> **Ziel**
Geben Sie aus dem Artikel über die Pasolini-Ausstellung einen Abschnitt unverändert aus. Beginnen Sie bei den Worten „Die wohl letzte“ und enden Sie nach „Amateur-Charakter bestimmt ist.“.

> **Ausgewählter Auszug**
-*-
Kultur | Salto Afternoon

35 mal Pasolini

Die wohl letzte Ausstellung zum 100 jährigen Jubiläum in der Provinz vereint 35 Perspektiven zu Pier Paolo Pasolini. Der Club „Amici dell’Arte“ sucht Zugänge in Malerei.
Pasolini 100 Amici dell'Arte
Foto: Privat
Den Künstler:innen des Clubs war freigestellt, wie sie sich der Person nähern wollten, spannend ist daher beim Ausstellungsbesuch in der nicht thematisch gegliederten Ausstellung auf Mehrfachbesetzungen bestimmter Blöcke zu achten: Die Beziehung zur Mutter, die Einsamkeit, der Reisende Pasolini, Medea… Herausgekommen ist bei diesem „Pasolini 100“-Projekt eine Schau, die nicht nur durch den persönlichen Moment der Begegnung mit Pasolini „in einem Film, in einem Roman, in einem Gedicht“, sondern teils auch durch den Amateur-Charakter bestimmt ist.
Nun hat das Wort Amateur im allgemeinen Gebrauch eine wertende, mit negativen Konnotationen behaftete Eigenart, aber auch eine aufschlussreiche Etymologie, die aufs lateinische „amator“, also den Liebenden zurückgeht. Liebe ist hier zu finden, auf dem einen oder anderen Bild in Form von Glitter, Plastikperlen oder goldener Farbe. Es finden sich überladene, aus Fragmenten und Widersprüchlichkeiten zusammengefügte Bilder, wie die „Stati d’animo“ der Medea, dicht an dicht bei solchen Werken, die sich auf einen Moment, eine Emotion konzentrieren, die auch am Ausstellungskärtchen minimalistisch sind. „La solitudine… bisogna essere molto forti per amare la solitudine“ steht etwa neben einem Öl-Gemälde in kühlen, klaren Farben, das eine abgewandte Zugreisende beim Blick aus dem Fenster zeigt.
Sanaa die Hauptstadt des Jemen, deren Altstadt seit ’86 unter Unesco Schutz steht, zog zwei besonders von einander abweichende Blicke auf sich: Nimmt „Le mure die Sana’a“ expliziten Bezug auf den gleichnamigen Dokumentarfilm-Appell den er Ende der 70er Jahre gestaltete, so ist „Impression di Sana’a“ im Untergeschoss eine Auflösung, streng geometrische und frei schwebende Häuserblöcke wie aus einer Großsstadt in einem Wolkenfeld zerfallend und sieht „una Sana’a ormai senza mura“, zeigt den sozialen Wandel der Stadt auf.
 
 
Spannend auch „Petrolio“, eine abstrakte Interpretation zum letzten, unvollendeten Projekt des Schriftstellers, einem Buch über Enrico Mattei, Gründer und President der ENI und dessen Todes-Umständen. Hier wird nicht das Pop-Art Konterfei des Künstlers gezeigt, sondern Zeitungsausschnitte und eine Blutspur. Das allerliebste Thema der Ausstellung ist jedoch jenes der Mutter, dreimal über das Gedicht „Supplica a mia madre“ angenähert. Die Bilder auf die man dabei Zugriff hat greifen eine allgemeine Bildsprache auf, dem Text entnommene Zeilen, die wiederum an Pasolini vorbei blicken, auf eine nicht zu greifende Mutterfigur blicken.
-*-
> **Bereitgestelltes Material**
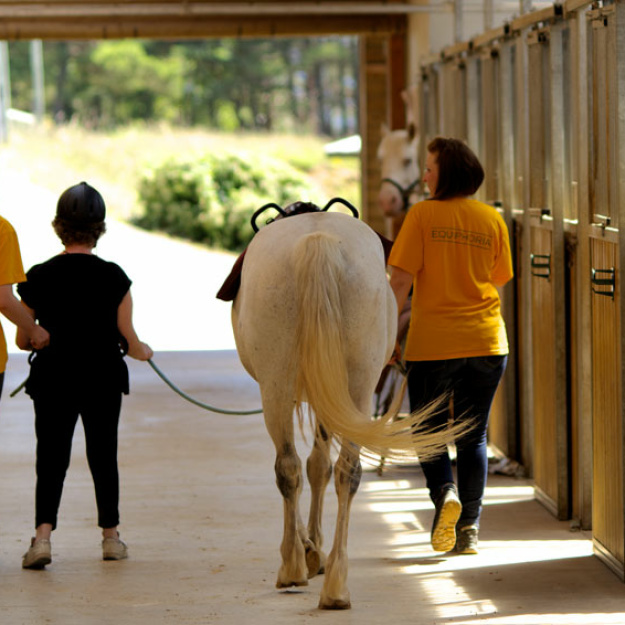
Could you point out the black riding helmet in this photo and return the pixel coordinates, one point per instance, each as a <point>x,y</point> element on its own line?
<point>81,205</point>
-*-
> **Ergebnis**
Die wohl letzte Ausstellung zum 100 jährigen Jubiläum in der Provinz vereint 35 Perspektiven zu Pier Paolo Pasolini. Der Club „Amici dell’Arte“ sucht Zugänge in Malerei.
Pasolini 100 Amici dell'Arte
Foto: Privat
Den Künstler:innen des Clubs war freigestellt, wie sie sich der Person nähern wollten, spannend ist daher beim Ausstellungsbesuch in der nicht thematisch gegliederten Ausstellung auf Mehrfachbesetzungen bestimmter Blöcke zu achten: Die Beziehung zur Mutter, die Einsamkeit, der Reisende Pasolini, Medea… Herausgekommen ist bei diesem „Pasolini 100“-Projekt eine Schau, die nicht nur durch den persönlichen Moment der Begegnung mit Pasolini „in einem Film, in einem Roman, in einem Gedicht“, sondern teils auch durch den Amateur-Charakter bestimmt ist.